◆ Aim of the exercise: List each organization named by its proper name in the text below on Johan Holten's lecture about the Kunstverein.

◆ Passage for review:

“The institution Kunstverein is a genuinely German invention that has ensured for more than 200 years that contemporary art can be experienced at a high level even far away from the major art centers. French, English or e.g. Eastern European colleagues look enviously at the German institutional landscape with its top-class and numerous art associations.
But in the discussion about civic commitment and committed local mediation, the great changes that the Kunstvereine have undergone in the course of their 200-year history are often overlooked. For today’s image of a programmatically working art association with supra-regional appeal, such as the GAK Gesellschaft für Aktuelle Kunst in Bremen, the historical genesis of the institutional type alone is no longer sufficient.
In my lecture I would therefore like to propose the thesis that a specific type of curatorial practice today is just as much a part of the image of an art association as the classical criteria such as membership recruitment and statutes. Perhaps the model Kunstverein in the 21st century must develop just as much as it did in the past in order to be able to continue to fulfill the original mission of the Kunstverein.” – Johan Holten
Johan Holten (*1976) studied art history and cultural studies at the Humboldt University in Berlin. He has been director of the Heidelberger Kunstverein since 2006 and was elected chairman of the Arbeitsgemeinschaft Deutscher Kunstvereine (ADKV) in 2009.
A lecture to the exhibition “An einem schönen Morgen des Monats Mai…” on the occasion of the 30th anniversary of the GAK.

◆ Recorded data:
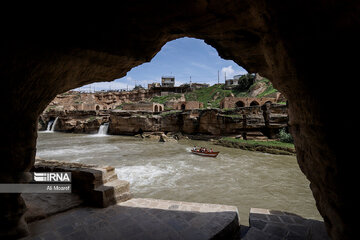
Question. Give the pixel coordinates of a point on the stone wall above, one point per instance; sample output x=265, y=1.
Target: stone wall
x=233, y=102
x=184, y=105
x=74, y=121
x=207, y=121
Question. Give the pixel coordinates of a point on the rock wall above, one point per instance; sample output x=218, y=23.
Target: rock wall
x=208, y=121
x=74, y=121
x=300, y=46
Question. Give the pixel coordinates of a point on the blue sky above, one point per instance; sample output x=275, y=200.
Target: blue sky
x=181, y=58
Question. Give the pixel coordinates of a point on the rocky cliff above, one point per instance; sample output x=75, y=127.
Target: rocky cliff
x=265, y=120
x=74, y=121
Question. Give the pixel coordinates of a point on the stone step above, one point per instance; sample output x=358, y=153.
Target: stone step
x=110, y=192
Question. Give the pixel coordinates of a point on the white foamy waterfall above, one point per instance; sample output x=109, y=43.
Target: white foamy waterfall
x=53, y=125
x=50, y=123
x=103, y=129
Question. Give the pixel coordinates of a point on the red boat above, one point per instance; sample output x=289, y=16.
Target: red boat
x=204, y=154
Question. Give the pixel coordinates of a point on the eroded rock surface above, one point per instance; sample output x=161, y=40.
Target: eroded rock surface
x=299, y=46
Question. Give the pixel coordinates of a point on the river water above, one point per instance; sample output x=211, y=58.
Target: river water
x=169, y=171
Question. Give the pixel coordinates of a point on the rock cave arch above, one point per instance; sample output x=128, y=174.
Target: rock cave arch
x=286, y=42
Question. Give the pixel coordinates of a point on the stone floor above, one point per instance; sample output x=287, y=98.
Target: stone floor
x=269, y=224
x=141, y=218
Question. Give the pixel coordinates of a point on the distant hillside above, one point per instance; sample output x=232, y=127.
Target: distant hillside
x=212, y=96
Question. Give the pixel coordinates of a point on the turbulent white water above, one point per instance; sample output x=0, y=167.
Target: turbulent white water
x=169, y=171
x=50, y=123
x=103, y=129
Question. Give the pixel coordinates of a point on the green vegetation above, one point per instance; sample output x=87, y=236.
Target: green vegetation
x=212, y=96
x=269, y=90
x=285, y=137
x=260, y=143
x=163, y=99
x=169, y=112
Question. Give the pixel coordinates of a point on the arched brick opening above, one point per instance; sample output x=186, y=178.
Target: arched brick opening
x=254, y=103
x=240, y=104
x=183, y=106
x=286, y=42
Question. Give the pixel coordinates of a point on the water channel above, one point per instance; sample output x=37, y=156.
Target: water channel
x=169, y=171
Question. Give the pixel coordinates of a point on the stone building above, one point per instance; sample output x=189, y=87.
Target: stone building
x=145, y=106
x=168, y=81
x=233, y=102
x=184, y=105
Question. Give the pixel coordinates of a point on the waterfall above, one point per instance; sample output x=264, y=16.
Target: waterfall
x=48, y=129
x=53, y=125
x=103, y=129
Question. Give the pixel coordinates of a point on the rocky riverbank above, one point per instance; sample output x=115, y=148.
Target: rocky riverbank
x=257, y=146
x=255, y=122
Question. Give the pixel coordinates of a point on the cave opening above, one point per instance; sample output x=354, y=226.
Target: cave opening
x=288, y=43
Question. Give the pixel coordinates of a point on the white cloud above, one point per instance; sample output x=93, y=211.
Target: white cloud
x=229, y=71
x=98, y=86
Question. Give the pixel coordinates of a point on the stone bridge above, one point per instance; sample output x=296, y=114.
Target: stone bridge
x=233, y=102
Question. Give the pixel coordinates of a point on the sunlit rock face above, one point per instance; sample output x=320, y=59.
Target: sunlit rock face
x=299, y=46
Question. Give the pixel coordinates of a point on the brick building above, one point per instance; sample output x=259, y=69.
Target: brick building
x=233, y=102
x=145, y=106
x=184, y=105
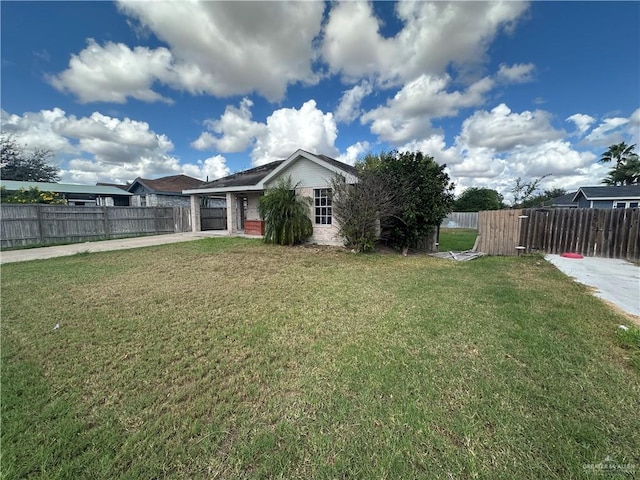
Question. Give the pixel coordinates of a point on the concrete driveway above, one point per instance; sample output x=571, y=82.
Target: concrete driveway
x=616, y=281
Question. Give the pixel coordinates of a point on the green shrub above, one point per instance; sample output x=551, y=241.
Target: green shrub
x=285, y=215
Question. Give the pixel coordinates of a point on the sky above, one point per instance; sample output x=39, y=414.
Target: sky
x=496, y=91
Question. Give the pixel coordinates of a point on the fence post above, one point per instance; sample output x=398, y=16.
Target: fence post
x=105, y=223
x=40, y=225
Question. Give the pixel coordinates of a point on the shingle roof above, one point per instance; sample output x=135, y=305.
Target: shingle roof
x=124, y=187
x=13, y=185
x=566, y=199
x=171, y=184
x=253, y=176
x=245, y=178
x=622, y=192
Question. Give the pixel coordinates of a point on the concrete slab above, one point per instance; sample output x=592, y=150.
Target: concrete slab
x=616, y=281
x=102, y=246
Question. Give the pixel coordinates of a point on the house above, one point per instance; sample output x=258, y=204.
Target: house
x=626, y=196
x=162, y=192
x=312, y=175
x=563, y=201
x=77, y=195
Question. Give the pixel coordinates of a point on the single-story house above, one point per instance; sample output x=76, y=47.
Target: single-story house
x=310, y=173
x=162, y=192
x=625, y=196
x=563, y=201
x=90, y=195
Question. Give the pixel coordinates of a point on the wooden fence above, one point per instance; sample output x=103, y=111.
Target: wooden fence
x=610, y=233
x=461, y=220
x=213, y=218
x=24, y=225
x=499, y=232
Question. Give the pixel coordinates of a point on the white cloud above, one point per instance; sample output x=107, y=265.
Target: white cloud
x=105, y=148
x=517, y=73
x=211, y=168
x=113, y=72
x=608, y=132
x=583, y=122
x=436, y=147
x=229, y=48
x=288, y=129
x=354, y=152
x=409, y=113
x=35, y=129
x=634, y=127
x=435, y=36
x=285, y=131
x=349, y=107
x=502, y=130
x=235, y=127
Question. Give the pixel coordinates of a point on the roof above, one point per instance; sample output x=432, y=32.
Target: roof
x=13, y=185
x=566, y=199
x=117, y=185
x=256, y=178
x=171, y=184
x=245, y=178
x=609, y=193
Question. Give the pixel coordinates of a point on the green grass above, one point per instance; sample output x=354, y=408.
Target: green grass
x=457, y=239
x=225, y=358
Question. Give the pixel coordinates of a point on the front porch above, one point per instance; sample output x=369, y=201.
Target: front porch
x=242, y=214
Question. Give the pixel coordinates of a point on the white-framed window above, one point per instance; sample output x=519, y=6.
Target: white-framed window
x=322, y=206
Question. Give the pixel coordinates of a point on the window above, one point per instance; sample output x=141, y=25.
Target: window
x=322, y=206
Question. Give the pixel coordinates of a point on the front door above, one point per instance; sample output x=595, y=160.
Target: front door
x=241, y=211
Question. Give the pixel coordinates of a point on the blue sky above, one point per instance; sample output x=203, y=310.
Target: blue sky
x=496, y=91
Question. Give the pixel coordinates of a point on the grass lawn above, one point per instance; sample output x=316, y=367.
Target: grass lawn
x=457, y=239
x=225, y=358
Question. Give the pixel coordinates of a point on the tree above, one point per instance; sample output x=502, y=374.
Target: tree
x=476, y=199
x=17, y=163
x=362, y=209
x=627, y=168
x=285, y=215
x=523, y=192
x=31, y=195
x=424, y=195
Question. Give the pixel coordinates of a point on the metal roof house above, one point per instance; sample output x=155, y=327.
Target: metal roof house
x=312, y=174
x=77, y=195
x=625, y=196
x=162, y=192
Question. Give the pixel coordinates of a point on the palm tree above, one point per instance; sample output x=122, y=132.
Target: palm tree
x=285, y=215
x=627, y=168
x=618, y=152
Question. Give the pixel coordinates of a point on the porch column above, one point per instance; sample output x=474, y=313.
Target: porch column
x=231, y=213
x=195, y=213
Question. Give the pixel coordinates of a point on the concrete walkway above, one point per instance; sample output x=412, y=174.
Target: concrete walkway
x=103, y=246
x=616, y=281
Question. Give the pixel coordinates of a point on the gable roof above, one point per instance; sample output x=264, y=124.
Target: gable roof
x=562, y=200
x=118, y=185
x=172, y=184
x=256, y=178
x=14, y=185
x=609, y=193
x=249, y=177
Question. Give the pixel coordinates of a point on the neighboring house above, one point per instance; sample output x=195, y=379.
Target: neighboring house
x=563, y=201
x=162, y=192
x=90, y=195
x=626, y=196
x=311, y=174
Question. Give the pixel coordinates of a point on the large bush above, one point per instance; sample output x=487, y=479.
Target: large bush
x=285, y=215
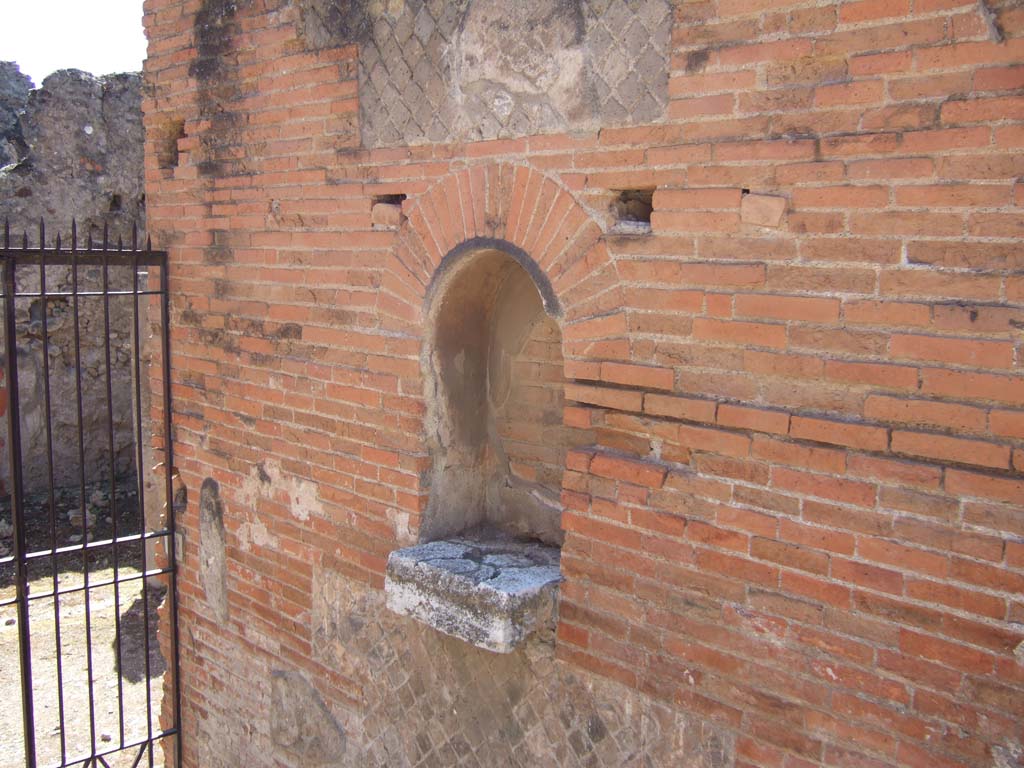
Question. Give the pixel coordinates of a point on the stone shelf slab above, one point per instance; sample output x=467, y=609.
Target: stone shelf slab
x=491, y=591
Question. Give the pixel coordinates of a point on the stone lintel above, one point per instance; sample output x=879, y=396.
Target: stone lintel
x=491, y=592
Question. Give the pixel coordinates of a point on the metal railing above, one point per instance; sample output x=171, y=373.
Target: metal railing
x=93, y=558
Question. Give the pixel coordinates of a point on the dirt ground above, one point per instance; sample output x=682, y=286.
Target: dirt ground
x=122, y=697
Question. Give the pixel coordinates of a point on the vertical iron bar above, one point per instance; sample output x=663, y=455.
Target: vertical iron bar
x=114, y=505
x=139, y=464
x=81, y=467
x=48, y=415
x=17, y=509
x=169, y=491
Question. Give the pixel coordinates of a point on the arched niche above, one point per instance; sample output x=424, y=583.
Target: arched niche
x=495, y=392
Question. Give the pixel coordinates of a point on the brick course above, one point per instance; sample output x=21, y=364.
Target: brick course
x=801, y=517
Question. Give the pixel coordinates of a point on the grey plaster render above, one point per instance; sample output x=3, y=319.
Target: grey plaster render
x=425, y=698
x=470, y=70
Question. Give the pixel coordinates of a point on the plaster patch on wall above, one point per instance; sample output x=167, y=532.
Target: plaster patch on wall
x=267, y=480
x=301, y=725
x=472, y=70
x=521, y=709
x=212, y=558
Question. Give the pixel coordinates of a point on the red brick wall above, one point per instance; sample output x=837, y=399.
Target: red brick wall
x=803, y=514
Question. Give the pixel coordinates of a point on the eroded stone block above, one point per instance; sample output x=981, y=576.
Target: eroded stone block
x=492, y=592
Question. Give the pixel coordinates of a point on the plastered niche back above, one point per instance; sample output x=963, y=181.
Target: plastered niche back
x=473, y=70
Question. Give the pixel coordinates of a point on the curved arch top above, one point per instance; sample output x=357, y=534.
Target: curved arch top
x=551, y=303
x=514, y=209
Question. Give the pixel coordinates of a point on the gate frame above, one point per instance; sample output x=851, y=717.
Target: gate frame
x=11, y=257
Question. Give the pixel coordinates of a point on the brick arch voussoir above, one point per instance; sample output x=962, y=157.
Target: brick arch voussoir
x=517, y=204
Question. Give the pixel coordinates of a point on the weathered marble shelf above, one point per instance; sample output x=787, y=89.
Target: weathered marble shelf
x=492, y=592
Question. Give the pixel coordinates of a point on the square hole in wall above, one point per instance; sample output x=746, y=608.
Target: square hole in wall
x=631, y=210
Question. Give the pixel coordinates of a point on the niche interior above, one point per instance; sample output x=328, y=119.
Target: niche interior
x=493, y=364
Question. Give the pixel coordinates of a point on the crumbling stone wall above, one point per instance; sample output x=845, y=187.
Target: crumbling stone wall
x=73, y=150
x=795, y=527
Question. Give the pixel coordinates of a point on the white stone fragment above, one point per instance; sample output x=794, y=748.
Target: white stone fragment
x=493, y=594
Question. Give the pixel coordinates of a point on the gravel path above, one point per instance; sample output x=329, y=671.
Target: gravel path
x=116, y=675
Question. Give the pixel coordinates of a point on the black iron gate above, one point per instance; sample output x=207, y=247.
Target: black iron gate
x=87, y=538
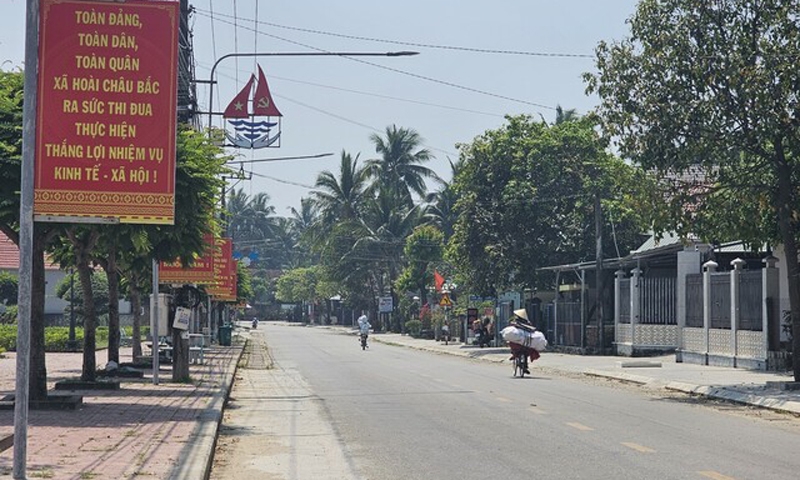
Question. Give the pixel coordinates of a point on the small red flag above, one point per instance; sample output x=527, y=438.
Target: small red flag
x=438, y=281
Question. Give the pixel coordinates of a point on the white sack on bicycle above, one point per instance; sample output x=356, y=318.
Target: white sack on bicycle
x=535, y=340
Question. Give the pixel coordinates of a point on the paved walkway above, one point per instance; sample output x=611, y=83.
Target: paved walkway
x=139, y=431
x=733, y=384
x=168, y=431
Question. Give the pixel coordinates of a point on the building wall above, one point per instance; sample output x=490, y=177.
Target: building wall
x=55, y=306
x=783, y=299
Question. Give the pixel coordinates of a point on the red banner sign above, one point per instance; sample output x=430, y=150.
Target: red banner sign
x=107, y=103
x=200, y=272
x=224, y=287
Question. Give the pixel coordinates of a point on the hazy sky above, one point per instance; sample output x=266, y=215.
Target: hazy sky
x=329, y=104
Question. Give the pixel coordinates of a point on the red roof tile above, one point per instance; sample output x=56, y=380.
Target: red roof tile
x=9, y=255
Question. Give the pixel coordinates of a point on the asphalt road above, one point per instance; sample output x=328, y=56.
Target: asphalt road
x=397, y=413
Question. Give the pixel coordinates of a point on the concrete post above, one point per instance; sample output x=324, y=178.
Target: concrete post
x=688, y=263
x=636, y=275
x=736, y=277
x=708, y=268
x=770, y=309
x=618, y=276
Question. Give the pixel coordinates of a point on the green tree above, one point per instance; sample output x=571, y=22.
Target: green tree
x=9, y=288
x=11, y=98
x=100, y=290
x=711, y=87
x=441, y=208
x=400, y=167
x=423, y=247
x=297, y=285
x=526, y=200
x=303, y=226
x=342, y=198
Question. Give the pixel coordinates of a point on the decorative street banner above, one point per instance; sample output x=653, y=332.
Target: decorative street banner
x=252, y=126
x=106, y=115
x=201, y=272
x=224, y=287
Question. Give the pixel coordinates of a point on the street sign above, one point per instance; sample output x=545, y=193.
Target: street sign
x=385, y=305
x=445, y=301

◆ Written response:
- GAK Gesellschaft für Aktuelle Kunst (Bremen)
- Humboldt University (Berlin)
- Heidelberger Kunstverein
- Arbeitsgemeinschaft Deutscher Kunstvereine (ADKV)